* _Exercise text_:
===
It recognizes that treating your patient in Tallahassee may be different than treating your patient in Naples, which could be a byproduct of different demographics in these markets, or different physicians, or other factors. We’ve adopted this regional accountability model, and we’re pinpointing champions in each specific market. Then, we’re aligning that to the broader company, by making sure that if we’re looking at something like the adoption of biosimilar [agents], we are asking, “How do we best effectuate and communicate the opportunity, but also still give credence and autonomy to the local position in that market, with respect to the disease mix, etc, that the physicians may be treating on a day-to-day basis?”

At the end of the day, physicians are competitive beings by nature. So, we have found that recognizing that regional accountability, being intentional, and coupling that with benchmarking and reporting has been very successful throughout our time in the OCM.

It’s an approach—the physician scorecard—that we’ve adopted in many of our other alternate payment models with commercial partners as well. We are removing the ambiguity around someone’s performance and then showing them, based on a benchmark, how they are doing vs their peers. How are they doing vs the broader OCM program?

And importantly, where are their opportunities to improve? The issue could be communicating [information about] biosimilar adoption where clinically appropriate, taking opportunities to best stratify your risk with [Hierarchical Condition Categories] score capture, or even doing something as simple as engaging with our care management professionals in a different way, to make sure that our patients appreciate that they have the opportunity to pick up the phone and talk to an oncology-certified nurse 24/7/365.

That’s really been among the silver linings with OCM—that we’ve taken the opportunity to be really intentional with investing in that regional accountability model. It has paid off for patients and for our physicians as well.

What would you like to see in a future iteration of the OCM, and what role should community oncology have?

The best model starts with recognizing that no 2 practices are alike, just like no 2 people are alike. No 2 patients are alike—certainly not in oncology. So, I’d like to see a model that is flexible, one that allows practices to opt in and opt out of risk where they deem appropriate. Given the onslaught of risks and threats, candidly, that community oncology faces—whether from pharmacy benefit managers, drug pricing reform, or challenges to the traditional buy-and-bill model—many variables are at play that certainly call into question the ability for community oncology practices across the country to survive.

Whatever model comes to fruition, the next evolution really needs to be meeting practices where they are and make sure that folks feel comfortable as they walk toward risk. If they’ll be moving to a model where they are not only providing opportunities for upside savings but electing to take downside risk, [they have to know that] they’re able to do so without finding themselves in a very precarious position.

At the end of the day, given the sticker prices and the inflation we’ve seen in drug prices [of late, we know] it can take only 1 or 2 bad events to potentially bankrupt the practice. Cancer care is too important for that to be a risk factor. The next evolution of the model needs to provide, again, the visibility and transparency for somebody to perform in an alternative payment model and know what the metrics are. How are they being reported? Are we making sure that whatever benchmark somebody is being managed to, or being asked to manage to, has been done in a transparent, fair way? An interesting thing we’ve seen at FCS—not only with OCM, but with other alternative payment models that have been incubated with commercial payers—is that everyone has a different rubric or a different scorecard or quality metric.

This makes it challenging for a community of like-minded stakeholders—payers, providers, and patients—aligned around the notion that we want to be delivering the care and the experience and outcomes that you or someone you love would want. That model needs to recognize that and to make sure that we’re balancing the financial incentives with the right clinical protocols and doing so in a fair and transparent manner.
===
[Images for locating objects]
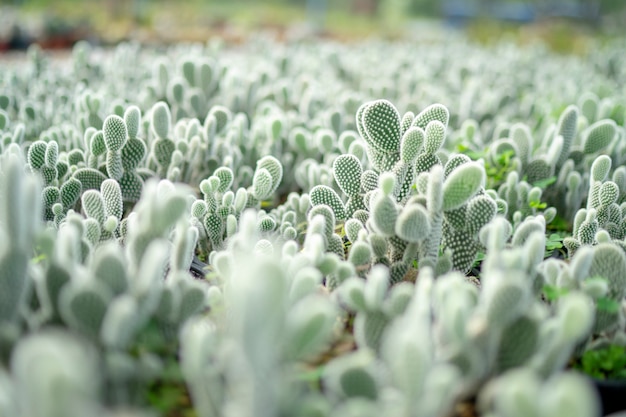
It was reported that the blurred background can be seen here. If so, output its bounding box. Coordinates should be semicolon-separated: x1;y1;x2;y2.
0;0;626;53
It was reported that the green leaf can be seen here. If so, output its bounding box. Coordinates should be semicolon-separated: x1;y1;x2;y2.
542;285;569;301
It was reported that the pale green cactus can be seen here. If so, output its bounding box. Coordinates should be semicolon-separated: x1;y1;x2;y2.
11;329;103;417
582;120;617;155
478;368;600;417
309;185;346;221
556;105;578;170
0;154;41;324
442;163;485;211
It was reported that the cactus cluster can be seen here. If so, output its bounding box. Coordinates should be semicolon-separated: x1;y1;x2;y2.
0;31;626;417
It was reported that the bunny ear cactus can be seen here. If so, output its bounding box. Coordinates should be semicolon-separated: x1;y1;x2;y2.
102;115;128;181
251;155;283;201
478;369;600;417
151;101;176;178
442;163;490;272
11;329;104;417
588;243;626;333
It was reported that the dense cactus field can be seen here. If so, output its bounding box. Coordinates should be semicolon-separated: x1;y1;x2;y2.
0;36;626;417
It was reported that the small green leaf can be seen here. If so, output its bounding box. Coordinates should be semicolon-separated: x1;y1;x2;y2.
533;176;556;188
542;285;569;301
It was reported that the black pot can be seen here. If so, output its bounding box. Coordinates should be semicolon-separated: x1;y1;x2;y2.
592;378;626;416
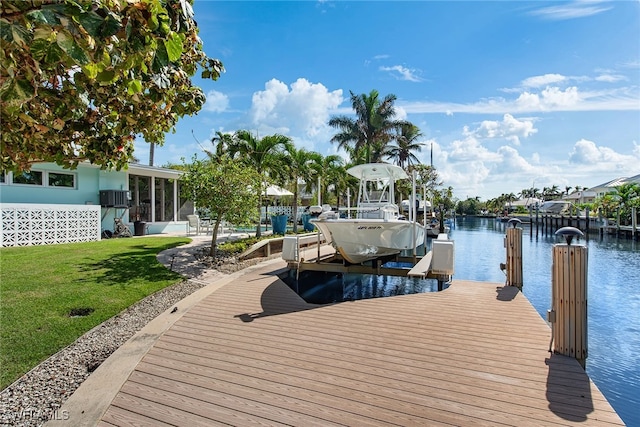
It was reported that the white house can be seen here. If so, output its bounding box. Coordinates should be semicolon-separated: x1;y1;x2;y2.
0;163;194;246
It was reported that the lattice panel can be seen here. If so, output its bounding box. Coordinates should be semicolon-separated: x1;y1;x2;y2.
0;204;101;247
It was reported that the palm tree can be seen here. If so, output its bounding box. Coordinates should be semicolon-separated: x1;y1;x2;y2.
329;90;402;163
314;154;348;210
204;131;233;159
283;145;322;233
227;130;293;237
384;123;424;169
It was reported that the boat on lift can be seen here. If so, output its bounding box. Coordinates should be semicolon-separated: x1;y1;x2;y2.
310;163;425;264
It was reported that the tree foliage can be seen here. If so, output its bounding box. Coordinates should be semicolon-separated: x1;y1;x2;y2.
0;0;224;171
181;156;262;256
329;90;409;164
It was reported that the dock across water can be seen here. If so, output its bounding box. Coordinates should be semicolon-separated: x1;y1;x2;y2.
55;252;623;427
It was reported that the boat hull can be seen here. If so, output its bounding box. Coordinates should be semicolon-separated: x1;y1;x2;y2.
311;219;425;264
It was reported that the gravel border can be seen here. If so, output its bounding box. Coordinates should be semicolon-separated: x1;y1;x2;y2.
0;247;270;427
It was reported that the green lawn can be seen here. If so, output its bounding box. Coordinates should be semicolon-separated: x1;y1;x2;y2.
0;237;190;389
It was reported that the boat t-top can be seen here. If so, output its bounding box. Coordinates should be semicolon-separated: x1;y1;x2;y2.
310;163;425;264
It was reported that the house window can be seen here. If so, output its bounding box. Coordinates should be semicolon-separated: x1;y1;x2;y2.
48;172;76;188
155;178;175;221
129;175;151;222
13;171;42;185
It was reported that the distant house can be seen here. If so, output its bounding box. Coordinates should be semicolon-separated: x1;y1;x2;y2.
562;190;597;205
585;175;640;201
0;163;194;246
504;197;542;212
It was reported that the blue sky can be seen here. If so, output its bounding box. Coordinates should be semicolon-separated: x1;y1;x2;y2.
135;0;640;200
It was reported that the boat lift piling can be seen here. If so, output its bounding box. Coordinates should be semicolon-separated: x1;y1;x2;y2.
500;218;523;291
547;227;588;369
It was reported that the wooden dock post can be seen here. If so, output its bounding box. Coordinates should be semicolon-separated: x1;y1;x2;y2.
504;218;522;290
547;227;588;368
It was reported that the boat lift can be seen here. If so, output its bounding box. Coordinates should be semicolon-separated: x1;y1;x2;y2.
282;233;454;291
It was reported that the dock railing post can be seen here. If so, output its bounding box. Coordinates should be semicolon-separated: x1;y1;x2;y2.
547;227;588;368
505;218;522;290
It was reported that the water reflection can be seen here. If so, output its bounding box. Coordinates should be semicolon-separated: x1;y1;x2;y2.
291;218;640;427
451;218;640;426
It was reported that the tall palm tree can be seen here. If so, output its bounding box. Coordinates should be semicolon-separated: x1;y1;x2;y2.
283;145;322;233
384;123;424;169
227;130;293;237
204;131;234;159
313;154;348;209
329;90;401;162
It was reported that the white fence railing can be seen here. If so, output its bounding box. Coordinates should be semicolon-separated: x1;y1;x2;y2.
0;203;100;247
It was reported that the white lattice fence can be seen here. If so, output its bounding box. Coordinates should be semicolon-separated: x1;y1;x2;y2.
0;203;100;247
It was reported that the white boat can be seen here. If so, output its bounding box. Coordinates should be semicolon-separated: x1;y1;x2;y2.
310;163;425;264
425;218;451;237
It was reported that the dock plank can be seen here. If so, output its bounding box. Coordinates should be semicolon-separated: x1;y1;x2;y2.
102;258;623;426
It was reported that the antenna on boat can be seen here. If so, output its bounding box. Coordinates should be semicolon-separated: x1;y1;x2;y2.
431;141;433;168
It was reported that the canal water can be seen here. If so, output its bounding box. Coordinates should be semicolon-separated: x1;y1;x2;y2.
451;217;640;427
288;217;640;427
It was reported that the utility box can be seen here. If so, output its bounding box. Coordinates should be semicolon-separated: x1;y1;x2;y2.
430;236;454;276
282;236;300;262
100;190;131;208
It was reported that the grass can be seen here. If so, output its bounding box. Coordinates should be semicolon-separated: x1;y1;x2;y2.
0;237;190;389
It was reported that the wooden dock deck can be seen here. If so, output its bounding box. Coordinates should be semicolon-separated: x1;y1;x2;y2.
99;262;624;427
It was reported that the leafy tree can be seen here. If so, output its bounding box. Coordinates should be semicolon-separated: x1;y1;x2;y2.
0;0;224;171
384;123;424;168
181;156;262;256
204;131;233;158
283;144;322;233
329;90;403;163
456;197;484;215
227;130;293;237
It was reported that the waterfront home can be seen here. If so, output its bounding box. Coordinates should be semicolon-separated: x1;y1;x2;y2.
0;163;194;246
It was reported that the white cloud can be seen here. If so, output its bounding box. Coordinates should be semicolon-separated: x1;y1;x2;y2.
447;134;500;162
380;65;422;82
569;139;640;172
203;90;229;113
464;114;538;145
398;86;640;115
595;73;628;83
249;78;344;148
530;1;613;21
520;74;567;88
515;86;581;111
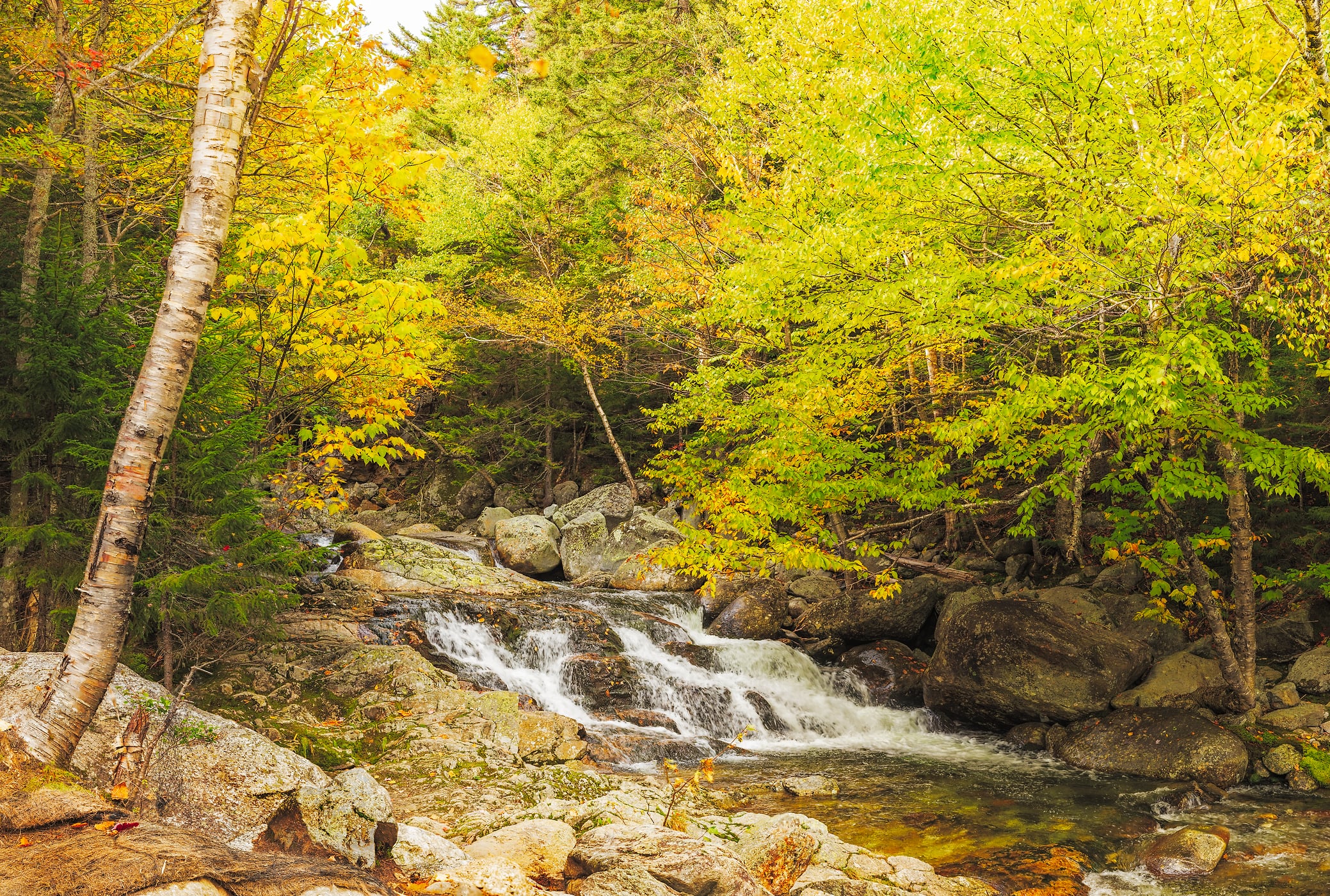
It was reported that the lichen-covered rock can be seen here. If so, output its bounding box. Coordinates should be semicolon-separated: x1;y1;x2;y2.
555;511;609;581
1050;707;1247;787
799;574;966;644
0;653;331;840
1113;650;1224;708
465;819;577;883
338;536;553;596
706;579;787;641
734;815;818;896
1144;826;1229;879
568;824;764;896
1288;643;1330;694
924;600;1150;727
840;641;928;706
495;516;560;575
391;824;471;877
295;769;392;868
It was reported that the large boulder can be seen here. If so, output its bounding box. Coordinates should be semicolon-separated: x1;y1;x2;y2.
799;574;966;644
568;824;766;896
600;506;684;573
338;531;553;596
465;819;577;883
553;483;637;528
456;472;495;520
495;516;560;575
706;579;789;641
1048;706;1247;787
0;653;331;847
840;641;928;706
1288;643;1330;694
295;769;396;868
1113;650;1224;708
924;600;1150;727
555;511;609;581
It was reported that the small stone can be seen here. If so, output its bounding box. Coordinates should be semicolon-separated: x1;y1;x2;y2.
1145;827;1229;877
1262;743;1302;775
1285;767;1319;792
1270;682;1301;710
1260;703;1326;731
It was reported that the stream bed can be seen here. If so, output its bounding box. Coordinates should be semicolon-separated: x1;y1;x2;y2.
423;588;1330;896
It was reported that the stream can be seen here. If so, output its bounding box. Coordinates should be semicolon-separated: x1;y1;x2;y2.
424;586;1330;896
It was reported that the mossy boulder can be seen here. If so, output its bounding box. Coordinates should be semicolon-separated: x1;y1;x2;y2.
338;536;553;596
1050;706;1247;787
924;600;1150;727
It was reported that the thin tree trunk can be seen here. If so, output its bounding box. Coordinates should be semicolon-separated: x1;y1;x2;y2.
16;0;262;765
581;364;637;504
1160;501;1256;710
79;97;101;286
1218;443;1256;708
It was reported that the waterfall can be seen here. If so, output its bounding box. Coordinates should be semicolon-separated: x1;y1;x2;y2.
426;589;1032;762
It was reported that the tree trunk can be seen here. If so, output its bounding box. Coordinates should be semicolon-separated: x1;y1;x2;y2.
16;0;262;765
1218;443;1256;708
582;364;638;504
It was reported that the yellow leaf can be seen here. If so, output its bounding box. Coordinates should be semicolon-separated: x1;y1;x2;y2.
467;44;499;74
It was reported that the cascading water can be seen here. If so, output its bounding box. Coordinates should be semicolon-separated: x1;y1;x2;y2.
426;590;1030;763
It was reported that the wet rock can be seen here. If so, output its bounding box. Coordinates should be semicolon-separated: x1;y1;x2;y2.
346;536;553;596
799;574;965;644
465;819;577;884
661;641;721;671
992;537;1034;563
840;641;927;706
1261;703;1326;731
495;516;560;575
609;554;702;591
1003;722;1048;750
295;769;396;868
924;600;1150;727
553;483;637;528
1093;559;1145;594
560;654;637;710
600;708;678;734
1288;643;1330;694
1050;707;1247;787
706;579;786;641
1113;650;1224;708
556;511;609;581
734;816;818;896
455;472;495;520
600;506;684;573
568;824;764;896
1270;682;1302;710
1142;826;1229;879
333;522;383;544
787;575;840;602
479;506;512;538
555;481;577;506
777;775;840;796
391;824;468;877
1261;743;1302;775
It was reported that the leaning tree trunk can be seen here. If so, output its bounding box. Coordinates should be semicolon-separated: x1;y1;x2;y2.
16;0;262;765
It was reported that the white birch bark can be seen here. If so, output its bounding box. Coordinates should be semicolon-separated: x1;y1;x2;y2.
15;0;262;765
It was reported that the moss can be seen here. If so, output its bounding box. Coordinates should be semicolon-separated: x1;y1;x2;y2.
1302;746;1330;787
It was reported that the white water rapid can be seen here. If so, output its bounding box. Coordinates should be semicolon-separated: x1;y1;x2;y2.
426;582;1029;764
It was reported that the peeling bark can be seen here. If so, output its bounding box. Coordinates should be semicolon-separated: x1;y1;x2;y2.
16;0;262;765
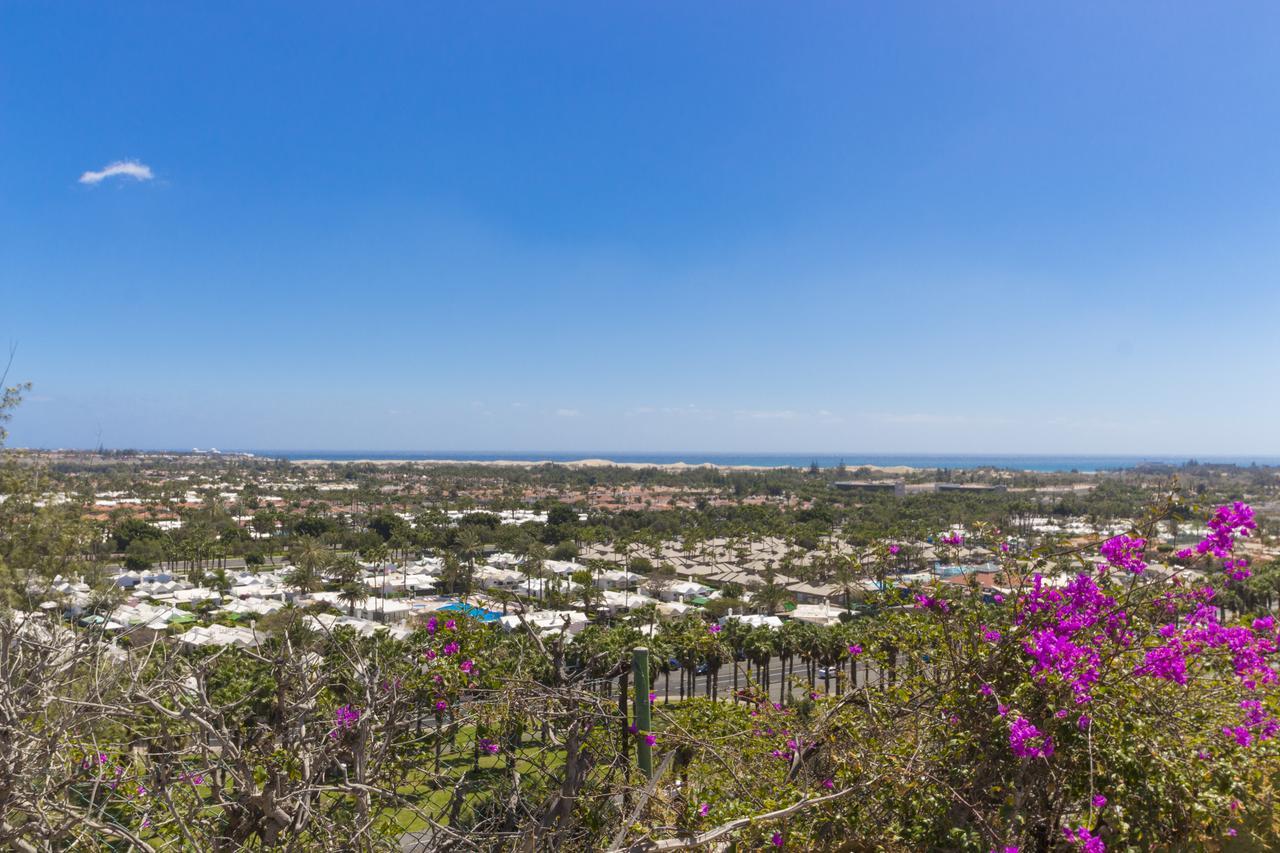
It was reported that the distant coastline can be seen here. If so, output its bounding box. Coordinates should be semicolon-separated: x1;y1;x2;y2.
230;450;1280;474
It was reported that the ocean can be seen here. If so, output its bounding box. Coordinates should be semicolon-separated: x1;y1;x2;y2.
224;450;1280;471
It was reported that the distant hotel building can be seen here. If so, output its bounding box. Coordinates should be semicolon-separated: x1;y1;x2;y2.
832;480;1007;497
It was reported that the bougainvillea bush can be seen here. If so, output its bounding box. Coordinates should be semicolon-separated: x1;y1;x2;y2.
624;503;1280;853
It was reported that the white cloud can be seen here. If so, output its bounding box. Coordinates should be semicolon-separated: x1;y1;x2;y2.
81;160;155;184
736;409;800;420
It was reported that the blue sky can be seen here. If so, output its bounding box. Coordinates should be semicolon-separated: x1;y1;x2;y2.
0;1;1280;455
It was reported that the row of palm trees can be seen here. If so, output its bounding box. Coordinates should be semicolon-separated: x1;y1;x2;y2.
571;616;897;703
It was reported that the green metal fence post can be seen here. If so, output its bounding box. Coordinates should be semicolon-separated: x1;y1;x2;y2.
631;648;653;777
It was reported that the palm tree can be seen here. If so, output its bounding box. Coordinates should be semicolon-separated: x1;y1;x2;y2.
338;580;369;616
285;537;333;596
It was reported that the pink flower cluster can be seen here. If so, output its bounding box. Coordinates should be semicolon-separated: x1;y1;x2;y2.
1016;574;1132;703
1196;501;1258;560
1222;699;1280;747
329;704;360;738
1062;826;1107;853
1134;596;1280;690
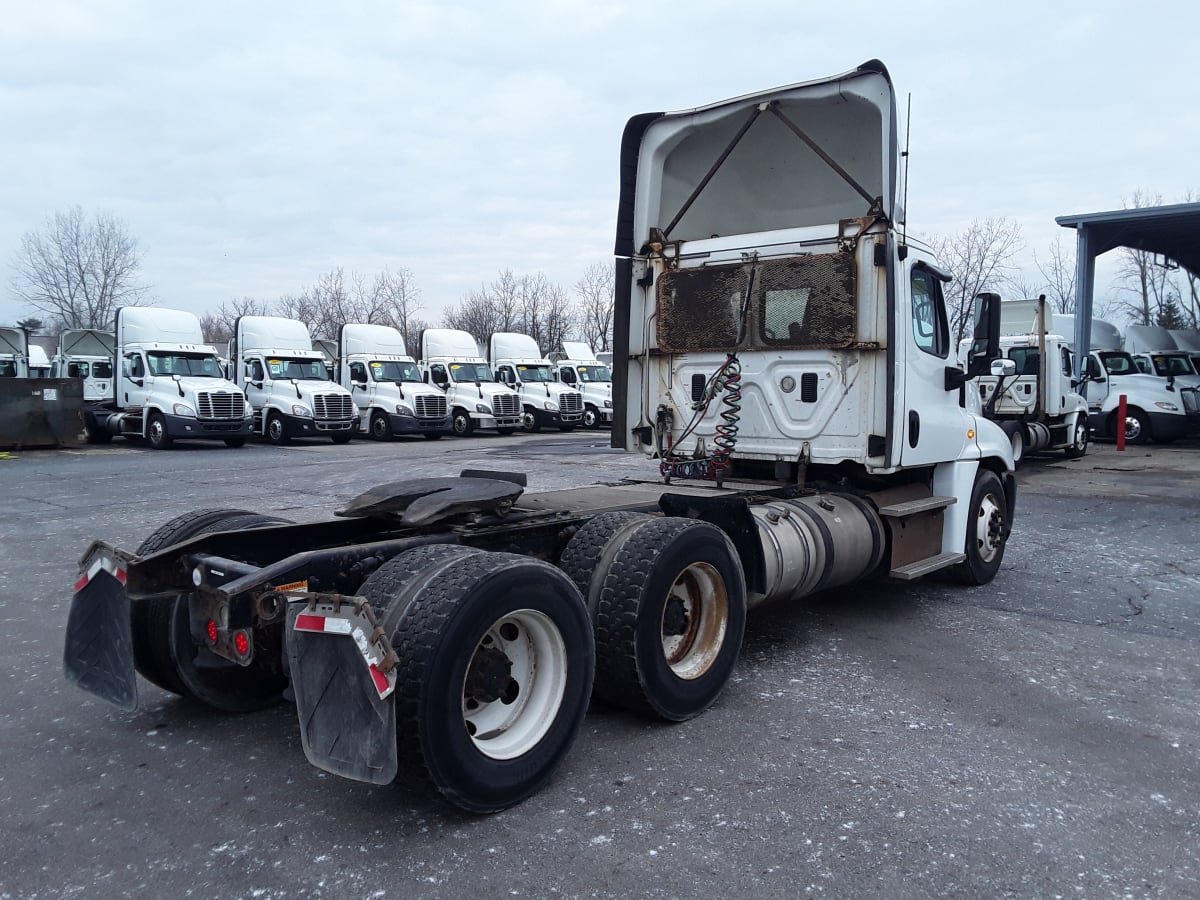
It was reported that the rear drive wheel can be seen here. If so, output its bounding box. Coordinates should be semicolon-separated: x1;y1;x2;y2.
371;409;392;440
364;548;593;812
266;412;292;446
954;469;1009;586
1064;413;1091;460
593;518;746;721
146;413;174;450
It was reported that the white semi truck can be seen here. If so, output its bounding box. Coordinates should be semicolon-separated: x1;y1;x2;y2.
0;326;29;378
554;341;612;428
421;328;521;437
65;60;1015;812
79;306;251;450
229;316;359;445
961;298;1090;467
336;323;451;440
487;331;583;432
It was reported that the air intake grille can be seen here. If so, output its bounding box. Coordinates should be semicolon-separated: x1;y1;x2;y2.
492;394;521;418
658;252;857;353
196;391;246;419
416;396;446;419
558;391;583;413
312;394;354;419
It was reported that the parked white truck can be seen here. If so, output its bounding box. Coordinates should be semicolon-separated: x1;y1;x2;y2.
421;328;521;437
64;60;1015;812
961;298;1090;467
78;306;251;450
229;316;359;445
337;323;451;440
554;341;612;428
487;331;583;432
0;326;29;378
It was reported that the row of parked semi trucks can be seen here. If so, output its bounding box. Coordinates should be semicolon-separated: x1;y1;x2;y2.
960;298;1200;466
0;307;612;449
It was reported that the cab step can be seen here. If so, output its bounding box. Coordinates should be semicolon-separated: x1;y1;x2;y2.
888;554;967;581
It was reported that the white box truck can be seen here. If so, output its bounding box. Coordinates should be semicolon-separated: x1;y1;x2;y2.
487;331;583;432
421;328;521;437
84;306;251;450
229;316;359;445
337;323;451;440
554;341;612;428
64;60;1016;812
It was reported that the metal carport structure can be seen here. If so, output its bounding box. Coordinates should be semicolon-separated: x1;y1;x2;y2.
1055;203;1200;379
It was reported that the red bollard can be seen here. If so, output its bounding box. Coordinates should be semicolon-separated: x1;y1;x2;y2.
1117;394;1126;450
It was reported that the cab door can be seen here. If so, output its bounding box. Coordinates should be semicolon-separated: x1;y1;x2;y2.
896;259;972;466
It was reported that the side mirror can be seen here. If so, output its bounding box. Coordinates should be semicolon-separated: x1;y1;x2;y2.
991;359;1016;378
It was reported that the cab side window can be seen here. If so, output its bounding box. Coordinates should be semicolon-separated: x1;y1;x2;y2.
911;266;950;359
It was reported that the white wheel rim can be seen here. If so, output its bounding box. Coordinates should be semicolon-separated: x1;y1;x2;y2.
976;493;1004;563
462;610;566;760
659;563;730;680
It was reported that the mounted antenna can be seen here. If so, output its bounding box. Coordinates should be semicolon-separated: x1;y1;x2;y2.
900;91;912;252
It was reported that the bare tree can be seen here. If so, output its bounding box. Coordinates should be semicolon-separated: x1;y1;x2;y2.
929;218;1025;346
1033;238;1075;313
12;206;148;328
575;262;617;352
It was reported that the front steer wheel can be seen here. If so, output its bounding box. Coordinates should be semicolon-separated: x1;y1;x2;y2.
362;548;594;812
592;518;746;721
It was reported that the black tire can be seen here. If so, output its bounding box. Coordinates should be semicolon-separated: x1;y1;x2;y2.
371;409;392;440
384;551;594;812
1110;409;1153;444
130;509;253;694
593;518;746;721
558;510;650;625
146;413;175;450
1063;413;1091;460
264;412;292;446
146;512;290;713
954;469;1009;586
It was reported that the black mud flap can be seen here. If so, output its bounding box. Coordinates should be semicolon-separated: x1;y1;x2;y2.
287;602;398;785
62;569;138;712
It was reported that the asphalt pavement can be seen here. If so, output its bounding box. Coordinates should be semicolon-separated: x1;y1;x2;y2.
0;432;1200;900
===
* _What you need to do_:
(a) According to the interview excerpt on oncology payment models, when can patients talk to an oncology-certified nurse by phone?
(b) In the interview excerpt on oncology payment models, take the part that opens with the words "And importantly, where" and closes with "community oncology have?", and write it out with "silver linings" replaced by "bright spots".

* _List of solutions_:
(a) 24/7/365

(b)
And importantly, where are their opportunities to improve? The issue could be communicating [information about] biosimilar adoption where clinically appropriate, taking opportunities to best stratify your risk with [Hierarchical Condition Categories] score capture, or even doing something as simple as engaging with our care management professionals in a different way, to make sure that our patients appreciate that they have the opportunity to pick up the phone and talk to an oncology-certified nurse 24/7/365.

That’s really been among the bright spots with OCM—that we’ve taken the opportunity to be really intentional with investing in that regional accountability model. It has paid off for patients and for our physicians as well.

What would you like to see in a future iteration of the OCM, and what role should community oncology have?